*Task brief:* Only the lines from the one containing "Target: vendor wearing conical hat" through the one containing "Target: blue sign on gable" should be printed, exactly as they appear below, with both ends included.

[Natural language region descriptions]
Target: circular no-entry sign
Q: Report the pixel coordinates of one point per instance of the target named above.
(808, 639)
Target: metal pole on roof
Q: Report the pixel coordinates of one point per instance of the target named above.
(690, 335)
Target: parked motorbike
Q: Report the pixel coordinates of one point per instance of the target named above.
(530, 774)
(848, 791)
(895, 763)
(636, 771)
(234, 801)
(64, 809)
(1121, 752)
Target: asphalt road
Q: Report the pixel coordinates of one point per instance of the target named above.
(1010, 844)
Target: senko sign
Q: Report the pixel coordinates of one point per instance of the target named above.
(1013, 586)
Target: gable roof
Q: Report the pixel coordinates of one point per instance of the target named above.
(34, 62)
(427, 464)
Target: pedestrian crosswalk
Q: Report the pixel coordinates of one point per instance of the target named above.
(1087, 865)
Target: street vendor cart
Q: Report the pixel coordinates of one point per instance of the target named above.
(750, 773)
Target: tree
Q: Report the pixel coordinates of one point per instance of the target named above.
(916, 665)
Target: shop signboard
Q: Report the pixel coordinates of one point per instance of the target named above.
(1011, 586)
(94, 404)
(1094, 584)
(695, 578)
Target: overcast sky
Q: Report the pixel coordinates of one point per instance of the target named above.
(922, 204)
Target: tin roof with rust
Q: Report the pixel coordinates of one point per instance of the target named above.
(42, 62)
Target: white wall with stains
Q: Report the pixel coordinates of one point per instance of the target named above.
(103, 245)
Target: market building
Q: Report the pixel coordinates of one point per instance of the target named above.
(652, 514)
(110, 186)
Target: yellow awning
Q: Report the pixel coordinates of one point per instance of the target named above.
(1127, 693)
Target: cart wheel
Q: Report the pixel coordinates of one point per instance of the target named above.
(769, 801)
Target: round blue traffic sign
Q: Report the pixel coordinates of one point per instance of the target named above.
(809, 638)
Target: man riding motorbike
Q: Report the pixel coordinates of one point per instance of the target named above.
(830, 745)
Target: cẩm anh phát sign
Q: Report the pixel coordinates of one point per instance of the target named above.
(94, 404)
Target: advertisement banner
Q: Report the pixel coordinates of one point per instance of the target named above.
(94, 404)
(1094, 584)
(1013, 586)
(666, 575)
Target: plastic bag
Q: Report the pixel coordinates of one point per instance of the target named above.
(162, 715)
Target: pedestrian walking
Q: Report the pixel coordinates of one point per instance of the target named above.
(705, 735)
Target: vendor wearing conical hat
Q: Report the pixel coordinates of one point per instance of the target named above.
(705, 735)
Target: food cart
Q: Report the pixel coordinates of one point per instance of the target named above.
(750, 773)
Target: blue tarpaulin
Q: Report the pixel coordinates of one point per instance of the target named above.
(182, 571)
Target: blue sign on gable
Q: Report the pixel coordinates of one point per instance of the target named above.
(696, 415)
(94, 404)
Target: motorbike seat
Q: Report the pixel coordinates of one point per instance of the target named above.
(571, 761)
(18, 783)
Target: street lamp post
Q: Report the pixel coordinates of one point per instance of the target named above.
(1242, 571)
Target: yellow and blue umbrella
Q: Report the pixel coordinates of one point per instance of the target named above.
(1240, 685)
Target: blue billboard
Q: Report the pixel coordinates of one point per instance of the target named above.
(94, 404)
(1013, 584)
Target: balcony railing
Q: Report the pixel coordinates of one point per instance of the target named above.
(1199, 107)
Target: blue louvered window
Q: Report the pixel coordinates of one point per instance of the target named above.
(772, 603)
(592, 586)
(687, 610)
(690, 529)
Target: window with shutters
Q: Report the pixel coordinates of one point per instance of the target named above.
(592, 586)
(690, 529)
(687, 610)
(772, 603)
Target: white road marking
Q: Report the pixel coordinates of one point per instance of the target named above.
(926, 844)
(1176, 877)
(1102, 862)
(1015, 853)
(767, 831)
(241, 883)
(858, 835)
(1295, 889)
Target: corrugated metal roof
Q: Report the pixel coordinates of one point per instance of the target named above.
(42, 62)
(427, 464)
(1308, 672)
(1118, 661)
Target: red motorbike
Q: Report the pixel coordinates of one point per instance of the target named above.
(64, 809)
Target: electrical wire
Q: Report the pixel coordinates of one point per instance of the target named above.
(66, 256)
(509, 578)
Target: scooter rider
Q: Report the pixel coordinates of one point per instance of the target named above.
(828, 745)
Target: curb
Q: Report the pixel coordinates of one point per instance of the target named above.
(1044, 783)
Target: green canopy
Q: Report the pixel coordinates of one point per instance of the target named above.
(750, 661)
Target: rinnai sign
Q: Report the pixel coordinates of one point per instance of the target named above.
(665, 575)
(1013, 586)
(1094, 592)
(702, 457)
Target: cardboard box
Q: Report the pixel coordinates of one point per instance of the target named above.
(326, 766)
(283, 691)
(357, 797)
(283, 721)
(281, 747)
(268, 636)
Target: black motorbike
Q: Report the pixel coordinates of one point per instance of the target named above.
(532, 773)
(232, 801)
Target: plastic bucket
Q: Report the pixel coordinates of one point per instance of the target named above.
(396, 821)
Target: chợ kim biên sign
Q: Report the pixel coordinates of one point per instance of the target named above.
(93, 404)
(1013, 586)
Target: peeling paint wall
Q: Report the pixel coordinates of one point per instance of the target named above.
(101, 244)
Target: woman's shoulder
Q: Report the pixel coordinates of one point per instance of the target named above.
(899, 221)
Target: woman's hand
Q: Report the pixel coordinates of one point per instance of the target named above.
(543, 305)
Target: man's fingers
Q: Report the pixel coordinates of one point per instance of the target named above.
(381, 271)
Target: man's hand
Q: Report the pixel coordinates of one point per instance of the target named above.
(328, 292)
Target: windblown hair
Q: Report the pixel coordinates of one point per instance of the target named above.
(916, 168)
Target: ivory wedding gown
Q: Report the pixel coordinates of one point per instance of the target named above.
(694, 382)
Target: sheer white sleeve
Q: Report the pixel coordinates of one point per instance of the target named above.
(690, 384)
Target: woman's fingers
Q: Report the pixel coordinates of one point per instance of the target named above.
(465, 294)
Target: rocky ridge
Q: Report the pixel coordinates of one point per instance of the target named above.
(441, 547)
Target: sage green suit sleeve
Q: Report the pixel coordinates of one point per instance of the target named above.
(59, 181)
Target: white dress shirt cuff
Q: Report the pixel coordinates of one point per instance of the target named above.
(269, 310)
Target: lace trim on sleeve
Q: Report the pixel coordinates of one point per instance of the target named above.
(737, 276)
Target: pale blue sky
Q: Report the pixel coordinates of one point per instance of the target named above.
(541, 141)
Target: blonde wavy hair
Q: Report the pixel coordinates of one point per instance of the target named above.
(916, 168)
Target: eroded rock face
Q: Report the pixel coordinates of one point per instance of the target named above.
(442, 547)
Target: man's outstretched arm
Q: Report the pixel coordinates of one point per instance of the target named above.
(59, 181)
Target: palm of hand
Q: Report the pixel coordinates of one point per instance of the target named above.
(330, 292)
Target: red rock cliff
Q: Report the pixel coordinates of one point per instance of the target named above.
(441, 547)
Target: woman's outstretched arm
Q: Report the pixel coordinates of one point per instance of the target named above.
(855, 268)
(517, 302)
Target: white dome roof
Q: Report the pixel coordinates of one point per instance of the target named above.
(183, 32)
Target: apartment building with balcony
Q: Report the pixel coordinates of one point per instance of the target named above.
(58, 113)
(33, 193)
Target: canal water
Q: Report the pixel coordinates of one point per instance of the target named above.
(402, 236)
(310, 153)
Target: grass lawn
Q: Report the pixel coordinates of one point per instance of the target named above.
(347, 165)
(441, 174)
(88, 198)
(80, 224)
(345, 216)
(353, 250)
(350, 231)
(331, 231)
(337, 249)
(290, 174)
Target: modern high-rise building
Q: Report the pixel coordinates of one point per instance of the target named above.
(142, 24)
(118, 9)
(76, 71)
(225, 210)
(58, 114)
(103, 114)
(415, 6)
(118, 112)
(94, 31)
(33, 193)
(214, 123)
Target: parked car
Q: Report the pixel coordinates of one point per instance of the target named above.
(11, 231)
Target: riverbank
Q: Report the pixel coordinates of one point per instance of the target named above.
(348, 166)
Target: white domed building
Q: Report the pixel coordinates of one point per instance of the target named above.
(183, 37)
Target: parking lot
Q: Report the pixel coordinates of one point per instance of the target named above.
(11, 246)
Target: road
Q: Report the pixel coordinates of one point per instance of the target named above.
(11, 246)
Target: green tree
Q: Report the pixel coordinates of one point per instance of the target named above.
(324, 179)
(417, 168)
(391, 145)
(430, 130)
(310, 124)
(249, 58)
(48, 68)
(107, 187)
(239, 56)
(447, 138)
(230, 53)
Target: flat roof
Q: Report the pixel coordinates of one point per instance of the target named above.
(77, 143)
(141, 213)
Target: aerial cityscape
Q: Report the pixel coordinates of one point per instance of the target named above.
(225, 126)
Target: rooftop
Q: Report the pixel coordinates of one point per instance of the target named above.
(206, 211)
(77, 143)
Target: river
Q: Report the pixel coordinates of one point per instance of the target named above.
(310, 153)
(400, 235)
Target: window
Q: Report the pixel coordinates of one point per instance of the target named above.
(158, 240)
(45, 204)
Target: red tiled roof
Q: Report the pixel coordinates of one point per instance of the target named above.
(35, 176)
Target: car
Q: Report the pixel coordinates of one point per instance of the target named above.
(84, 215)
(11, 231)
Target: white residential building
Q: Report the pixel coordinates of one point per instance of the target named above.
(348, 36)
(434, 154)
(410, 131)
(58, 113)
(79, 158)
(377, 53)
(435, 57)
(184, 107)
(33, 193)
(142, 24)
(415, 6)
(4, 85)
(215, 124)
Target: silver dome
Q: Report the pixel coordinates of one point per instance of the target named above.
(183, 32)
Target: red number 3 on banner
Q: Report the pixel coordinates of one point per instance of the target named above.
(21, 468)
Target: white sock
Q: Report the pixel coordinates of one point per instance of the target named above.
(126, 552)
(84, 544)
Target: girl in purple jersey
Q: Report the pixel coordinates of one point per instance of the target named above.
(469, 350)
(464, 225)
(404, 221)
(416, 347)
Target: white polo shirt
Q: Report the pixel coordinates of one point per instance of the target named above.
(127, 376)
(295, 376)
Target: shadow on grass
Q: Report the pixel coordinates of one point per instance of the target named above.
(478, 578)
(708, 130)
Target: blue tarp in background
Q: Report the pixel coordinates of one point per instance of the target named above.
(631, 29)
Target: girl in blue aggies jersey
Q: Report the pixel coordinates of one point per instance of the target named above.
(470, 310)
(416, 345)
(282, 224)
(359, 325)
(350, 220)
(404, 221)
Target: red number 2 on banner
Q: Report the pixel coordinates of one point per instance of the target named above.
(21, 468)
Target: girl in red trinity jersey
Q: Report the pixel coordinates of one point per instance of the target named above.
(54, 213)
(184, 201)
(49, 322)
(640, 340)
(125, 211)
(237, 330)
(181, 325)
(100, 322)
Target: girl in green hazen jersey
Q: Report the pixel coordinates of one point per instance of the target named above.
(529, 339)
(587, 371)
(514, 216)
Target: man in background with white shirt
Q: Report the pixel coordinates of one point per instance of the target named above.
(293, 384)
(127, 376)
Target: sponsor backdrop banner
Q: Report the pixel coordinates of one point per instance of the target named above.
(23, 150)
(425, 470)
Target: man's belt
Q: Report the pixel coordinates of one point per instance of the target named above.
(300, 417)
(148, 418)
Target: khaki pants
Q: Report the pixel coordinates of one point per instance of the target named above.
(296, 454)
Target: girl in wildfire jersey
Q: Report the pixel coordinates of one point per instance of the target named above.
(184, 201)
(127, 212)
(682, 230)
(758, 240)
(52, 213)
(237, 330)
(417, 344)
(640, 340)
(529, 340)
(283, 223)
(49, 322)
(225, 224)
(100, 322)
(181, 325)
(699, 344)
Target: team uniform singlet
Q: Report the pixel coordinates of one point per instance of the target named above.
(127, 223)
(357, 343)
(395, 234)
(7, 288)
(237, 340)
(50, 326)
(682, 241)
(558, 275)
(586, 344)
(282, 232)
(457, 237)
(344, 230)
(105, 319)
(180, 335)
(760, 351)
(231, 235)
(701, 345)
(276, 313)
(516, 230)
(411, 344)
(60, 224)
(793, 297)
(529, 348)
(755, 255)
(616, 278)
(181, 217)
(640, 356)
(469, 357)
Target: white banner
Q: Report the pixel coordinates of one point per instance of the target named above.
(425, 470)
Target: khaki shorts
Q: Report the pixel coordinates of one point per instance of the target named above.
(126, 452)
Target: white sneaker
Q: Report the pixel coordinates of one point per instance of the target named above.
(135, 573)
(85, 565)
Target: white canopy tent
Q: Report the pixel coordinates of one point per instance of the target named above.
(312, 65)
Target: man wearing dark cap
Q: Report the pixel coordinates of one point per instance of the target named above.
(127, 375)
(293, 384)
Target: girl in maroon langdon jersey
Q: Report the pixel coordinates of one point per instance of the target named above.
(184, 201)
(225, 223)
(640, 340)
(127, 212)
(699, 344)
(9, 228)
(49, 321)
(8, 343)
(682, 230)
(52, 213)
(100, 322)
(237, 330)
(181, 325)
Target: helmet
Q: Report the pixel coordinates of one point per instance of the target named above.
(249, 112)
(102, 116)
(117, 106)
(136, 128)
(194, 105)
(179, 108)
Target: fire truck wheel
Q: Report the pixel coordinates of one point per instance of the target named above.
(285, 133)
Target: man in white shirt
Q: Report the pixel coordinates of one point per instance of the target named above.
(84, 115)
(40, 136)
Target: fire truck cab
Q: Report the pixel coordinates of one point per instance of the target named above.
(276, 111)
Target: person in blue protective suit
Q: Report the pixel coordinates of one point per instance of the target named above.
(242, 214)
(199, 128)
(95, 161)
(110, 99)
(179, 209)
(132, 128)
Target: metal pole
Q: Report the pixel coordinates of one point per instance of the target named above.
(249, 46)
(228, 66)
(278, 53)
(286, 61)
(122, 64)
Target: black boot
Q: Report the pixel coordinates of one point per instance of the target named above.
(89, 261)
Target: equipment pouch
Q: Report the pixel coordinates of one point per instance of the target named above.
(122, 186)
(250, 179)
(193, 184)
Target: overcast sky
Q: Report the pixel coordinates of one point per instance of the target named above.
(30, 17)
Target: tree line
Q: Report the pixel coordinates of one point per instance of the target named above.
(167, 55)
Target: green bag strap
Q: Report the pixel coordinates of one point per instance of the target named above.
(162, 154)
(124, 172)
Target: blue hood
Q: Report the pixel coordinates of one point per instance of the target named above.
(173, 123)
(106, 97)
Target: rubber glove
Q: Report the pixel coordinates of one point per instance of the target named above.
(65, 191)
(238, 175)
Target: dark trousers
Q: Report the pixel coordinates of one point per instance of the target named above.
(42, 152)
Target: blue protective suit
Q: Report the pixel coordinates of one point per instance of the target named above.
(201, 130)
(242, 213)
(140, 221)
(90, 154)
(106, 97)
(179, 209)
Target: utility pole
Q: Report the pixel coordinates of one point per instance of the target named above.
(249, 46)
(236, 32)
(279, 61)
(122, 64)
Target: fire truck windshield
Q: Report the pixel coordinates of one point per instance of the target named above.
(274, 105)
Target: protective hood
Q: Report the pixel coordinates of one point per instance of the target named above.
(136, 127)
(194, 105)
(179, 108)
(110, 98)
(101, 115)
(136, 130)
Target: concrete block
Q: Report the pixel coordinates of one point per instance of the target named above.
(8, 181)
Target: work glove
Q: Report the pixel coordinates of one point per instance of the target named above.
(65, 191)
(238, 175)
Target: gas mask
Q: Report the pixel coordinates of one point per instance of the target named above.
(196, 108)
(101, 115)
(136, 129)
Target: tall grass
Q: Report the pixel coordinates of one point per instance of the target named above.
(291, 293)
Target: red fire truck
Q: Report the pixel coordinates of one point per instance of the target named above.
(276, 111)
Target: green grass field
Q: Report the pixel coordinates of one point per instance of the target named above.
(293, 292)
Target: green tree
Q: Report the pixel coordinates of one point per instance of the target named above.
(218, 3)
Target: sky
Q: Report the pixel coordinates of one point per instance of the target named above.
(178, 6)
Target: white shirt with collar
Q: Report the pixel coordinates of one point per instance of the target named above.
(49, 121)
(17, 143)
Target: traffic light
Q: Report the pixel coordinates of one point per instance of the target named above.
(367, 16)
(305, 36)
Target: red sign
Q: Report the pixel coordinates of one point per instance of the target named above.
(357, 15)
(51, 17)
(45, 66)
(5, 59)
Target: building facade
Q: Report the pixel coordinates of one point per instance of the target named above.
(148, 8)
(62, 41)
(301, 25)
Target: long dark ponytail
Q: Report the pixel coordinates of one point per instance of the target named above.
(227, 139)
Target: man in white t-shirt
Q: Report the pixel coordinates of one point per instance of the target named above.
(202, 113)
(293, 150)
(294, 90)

*Output of the exercise:*
Target: vendor wearing conical hat
Q: Report the pixel coordinates of one point per instance of the target named above.
(705, 735)
Target: food cart
Q: Report the pixel coordinates of one point per instance of the target named above.
(750, 773)
Target: blue tarpaulin
Q: Report the pixel coordinates of one point per instance of the target named above.
(182, 571)
Target: blue sign on gable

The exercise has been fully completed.